* Start Given information *
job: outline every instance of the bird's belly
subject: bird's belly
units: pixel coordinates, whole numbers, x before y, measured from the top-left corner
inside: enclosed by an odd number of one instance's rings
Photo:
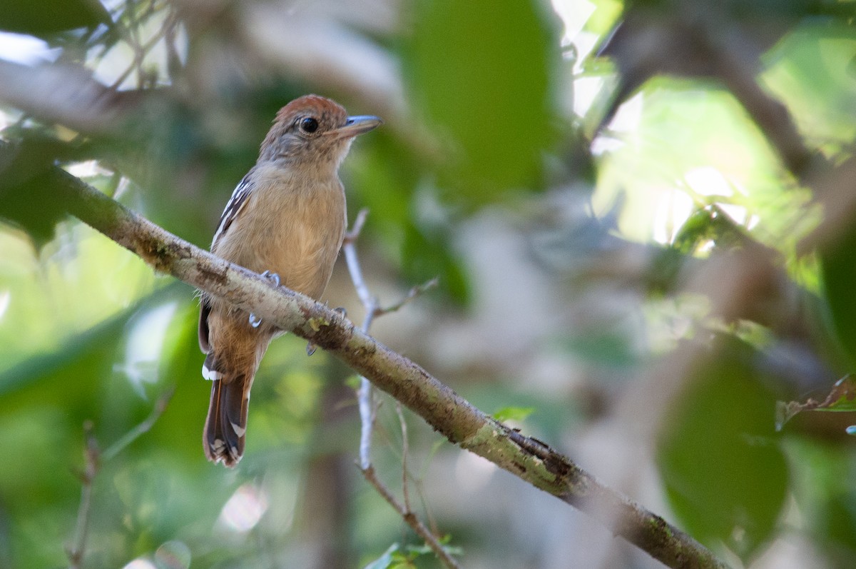
[[[339,192],[254,203],[229,231],[235,235],[215,253],[251,271],[270,271],[281,283],[318,298],[333,272],[344,232],[344,198]],[[266,228],[266,231],[259,231]]]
* End Given information *
**Task objective:** Rewrite these lines with "bird's belly" swapped for "bird's chest" and everything else unchanged, leaving out the pictures.

**Answer:**
job: outline every instance of the bird's chest
subject: bird's chest
units: pixel coordinates, whole numbers, x before y, measured from the top-left corner
inside: enclosed by an odd number of one instance's rings
Photo:
[[[339,192],[254,203],[229,231],[235,235],[215,253],[251,271],[270,271],[281,283],[318,298],[333,272],[344,232],[344,198]],[[266,228],[266,231],[259,231]]]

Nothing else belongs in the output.